→ **Instructions for the task**
Count the lines in the records below that contain the word "feather", matching case exactly. Give only the number.

***

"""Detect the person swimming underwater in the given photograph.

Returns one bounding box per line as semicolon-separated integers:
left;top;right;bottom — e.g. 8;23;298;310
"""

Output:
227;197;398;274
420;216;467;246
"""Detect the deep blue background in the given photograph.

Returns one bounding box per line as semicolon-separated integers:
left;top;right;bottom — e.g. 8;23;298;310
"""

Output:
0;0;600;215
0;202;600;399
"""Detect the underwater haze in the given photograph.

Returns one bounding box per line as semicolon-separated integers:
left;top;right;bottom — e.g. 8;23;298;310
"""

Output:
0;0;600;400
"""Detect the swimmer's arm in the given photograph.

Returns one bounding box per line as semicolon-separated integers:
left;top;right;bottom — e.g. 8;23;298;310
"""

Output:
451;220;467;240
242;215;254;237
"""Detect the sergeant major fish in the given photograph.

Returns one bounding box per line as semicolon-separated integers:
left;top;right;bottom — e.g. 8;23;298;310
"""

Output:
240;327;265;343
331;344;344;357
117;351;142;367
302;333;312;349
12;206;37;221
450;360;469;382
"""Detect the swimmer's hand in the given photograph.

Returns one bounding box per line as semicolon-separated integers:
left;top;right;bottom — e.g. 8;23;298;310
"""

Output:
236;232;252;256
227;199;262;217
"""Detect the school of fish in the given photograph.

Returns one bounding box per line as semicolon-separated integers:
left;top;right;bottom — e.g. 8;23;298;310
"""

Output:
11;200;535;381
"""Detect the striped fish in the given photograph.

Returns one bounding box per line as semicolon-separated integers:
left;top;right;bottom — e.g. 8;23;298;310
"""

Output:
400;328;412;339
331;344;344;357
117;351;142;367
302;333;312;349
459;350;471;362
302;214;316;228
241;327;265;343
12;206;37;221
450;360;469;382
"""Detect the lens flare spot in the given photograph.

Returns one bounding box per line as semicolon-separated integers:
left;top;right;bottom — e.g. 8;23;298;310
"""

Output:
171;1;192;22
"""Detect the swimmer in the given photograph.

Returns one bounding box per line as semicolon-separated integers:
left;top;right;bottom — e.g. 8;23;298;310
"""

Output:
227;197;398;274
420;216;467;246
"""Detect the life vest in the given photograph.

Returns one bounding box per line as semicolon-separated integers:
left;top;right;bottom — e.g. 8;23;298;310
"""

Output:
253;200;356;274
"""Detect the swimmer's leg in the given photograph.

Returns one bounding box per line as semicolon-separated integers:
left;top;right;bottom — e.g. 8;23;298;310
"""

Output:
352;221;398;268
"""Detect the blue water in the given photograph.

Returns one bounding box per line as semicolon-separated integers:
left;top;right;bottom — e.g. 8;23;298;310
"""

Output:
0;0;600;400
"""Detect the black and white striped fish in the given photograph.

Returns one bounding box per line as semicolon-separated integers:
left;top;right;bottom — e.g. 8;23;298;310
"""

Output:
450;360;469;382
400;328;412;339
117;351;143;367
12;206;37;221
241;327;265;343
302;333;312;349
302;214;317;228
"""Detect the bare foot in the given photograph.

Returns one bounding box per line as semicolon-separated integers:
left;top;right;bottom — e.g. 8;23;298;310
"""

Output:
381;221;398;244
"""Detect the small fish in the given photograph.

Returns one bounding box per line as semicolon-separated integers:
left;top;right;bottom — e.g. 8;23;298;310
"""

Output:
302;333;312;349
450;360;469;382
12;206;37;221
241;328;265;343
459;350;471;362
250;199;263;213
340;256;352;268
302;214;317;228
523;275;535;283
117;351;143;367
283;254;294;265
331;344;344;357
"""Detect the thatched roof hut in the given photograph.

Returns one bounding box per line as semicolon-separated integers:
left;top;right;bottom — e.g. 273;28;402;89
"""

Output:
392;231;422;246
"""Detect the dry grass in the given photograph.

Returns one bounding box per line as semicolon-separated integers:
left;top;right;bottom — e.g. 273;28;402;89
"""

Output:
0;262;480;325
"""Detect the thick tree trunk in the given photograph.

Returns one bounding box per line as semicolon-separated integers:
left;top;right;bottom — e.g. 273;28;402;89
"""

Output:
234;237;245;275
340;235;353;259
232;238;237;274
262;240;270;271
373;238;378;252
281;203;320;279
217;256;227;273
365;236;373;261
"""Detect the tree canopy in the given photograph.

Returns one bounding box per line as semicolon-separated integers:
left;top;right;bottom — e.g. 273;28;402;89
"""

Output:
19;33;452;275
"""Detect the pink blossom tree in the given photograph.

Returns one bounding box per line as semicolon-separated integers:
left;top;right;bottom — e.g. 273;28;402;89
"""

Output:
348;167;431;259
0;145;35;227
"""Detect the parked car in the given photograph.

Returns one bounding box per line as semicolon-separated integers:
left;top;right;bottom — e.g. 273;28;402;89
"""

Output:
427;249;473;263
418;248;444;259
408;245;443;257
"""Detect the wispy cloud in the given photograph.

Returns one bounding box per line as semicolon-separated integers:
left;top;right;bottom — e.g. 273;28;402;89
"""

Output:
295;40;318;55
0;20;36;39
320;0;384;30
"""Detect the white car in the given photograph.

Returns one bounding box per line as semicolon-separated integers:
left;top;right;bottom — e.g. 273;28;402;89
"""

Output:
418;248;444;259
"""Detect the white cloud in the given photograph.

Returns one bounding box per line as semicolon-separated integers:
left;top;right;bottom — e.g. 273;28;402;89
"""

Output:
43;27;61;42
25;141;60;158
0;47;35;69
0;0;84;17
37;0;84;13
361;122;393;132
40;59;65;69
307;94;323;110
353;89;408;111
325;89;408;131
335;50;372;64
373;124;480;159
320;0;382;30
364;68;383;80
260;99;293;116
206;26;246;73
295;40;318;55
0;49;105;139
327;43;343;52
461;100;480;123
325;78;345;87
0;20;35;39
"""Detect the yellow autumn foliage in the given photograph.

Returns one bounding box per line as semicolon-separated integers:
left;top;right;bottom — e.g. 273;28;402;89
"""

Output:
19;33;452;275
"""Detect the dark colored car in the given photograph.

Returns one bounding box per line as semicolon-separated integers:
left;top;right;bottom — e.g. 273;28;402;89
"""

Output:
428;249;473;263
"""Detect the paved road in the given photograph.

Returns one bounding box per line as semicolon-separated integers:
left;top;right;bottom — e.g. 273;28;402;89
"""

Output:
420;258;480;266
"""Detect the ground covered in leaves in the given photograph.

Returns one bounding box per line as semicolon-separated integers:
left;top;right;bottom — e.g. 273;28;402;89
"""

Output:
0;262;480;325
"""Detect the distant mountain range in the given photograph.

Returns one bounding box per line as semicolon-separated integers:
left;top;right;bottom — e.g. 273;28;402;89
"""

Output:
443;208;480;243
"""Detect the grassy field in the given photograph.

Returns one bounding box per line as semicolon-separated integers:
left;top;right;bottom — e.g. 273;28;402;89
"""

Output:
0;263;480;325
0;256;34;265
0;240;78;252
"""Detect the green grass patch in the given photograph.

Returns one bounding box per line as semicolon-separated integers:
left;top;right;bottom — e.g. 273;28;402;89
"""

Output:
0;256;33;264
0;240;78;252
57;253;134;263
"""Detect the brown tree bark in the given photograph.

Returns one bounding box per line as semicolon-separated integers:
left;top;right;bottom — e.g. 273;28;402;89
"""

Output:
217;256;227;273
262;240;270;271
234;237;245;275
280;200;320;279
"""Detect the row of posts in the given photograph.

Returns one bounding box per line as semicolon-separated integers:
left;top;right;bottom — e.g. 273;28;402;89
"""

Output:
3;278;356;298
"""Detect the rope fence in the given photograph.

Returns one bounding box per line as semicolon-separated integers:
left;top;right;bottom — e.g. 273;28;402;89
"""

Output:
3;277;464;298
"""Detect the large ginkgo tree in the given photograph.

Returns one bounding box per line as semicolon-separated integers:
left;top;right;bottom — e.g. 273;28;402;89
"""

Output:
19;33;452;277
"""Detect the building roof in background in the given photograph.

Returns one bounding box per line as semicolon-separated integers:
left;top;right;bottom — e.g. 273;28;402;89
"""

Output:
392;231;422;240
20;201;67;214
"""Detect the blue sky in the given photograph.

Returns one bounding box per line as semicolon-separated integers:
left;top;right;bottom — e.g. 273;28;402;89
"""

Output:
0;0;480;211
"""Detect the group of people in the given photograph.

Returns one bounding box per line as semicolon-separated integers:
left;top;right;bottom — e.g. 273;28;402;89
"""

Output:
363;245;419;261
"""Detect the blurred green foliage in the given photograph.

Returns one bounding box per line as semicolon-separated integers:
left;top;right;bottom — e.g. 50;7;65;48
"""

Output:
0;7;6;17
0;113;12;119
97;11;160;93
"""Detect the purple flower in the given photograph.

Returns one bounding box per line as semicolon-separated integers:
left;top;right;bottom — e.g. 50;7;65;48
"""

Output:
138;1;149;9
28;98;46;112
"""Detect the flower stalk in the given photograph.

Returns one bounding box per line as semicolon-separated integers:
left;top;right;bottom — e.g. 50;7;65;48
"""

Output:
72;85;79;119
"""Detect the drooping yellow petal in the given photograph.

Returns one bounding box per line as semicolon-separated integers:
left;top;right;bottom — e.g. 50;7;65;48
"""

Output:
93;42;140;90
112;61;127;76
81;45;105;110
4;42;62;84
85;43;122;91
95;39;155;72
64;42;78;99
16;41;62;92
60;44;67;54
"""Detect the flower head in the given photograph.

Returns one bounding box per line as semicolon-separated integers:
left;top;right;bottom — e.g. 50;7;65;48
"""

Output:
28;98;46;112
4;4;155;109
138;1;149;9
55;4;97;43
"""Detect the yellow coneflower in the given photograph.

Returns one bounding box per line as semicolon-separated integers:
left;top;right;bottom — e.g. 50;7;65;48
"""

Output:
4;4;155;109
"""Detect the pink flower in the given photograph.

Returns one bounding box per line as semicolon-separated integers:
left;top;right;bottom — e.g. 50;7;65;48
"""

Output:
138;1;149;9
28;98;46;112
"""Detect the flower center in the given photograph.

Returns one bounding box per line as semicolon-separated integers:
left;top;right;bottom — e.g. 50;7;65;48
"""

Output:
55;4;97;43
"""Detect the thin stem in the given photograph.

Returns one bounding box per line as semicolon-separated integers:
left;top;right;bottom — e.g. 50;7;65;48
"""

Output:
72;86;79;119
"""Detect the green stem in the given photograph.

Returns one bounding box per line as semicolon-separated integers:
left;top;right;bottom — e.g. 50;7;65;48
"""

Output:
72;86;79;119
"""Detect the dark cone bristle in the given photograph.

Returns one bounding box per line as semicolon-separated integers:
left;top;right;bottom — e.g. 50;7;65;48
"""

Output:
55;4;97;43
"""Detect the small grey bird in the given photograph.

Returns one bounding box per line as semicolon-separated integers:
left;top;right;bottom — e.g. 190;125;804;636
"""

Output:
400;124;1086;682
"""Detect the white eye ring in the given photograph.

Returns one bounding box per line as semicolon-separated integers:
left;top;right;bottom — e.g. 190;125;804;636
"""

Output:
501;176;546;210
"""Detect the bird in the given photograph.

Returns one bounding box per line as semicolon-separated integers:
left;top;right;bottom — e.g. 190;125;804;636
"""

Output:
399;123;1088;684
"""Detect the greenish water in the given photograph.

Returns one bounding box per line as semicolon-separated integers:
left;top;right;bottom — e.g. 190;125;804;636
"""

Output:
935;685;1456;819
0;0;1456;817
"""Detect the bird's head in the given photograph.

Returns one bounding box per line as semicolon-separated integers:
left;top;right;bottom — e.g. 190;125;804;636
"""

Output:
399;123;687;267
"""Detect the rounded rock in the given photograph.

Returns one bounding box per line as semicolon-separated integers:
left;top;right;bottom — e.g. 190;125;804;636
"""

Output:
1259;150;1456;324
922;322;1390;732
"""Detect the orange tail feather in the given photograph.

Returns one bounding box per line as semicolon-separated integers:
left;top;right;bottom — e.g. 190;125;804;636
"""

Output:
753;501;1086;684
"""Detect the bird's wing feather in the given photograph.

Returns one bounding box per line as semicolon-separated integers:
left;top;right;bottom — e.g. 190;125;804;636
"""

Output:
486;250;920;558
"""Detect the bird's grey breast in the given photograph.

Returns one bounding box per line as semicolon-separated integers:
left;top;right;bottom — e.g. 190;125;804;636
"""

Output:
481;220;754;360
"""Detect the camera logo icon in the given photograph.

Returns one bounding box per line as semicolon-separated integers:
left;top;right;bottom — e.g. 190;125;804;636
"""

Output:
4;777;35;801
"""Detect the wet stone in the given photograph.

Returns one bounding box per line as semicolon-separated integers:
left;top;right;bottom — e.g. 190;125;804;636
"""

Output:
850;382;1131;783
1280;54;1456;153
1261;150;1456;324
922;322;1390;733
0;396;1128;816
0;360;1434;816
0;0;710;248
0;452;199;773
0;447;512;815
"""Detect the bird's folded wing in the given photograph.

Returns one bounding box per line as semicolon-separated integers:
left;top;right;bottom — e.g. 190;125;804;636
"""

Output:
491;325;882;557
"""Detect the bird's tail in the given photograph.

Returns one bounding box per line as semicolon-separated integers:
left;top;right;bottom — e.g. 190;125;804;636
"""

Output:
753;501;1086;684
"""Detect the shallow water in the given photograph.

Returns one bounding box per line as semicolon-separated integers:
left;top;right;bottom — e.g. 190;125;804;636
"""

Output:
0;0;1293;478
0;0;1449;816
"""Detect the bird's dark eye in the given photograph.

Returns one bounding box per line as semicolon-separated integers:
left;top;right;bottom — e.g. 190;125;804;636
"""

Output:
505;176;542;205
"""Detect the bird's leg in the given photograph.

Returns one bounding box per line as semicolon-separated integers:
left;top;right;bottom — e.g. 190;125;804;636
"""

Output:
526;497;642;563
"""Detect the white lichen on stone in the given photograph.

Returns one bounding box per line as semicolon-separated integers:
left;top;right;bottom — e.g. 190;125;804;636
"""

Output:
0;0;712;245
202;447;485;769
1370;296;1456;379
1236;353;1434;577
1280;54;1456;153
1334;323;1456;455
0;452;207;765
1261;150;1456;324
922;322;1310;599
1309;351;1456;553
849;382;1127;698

***

→ **Solution for this problem**
2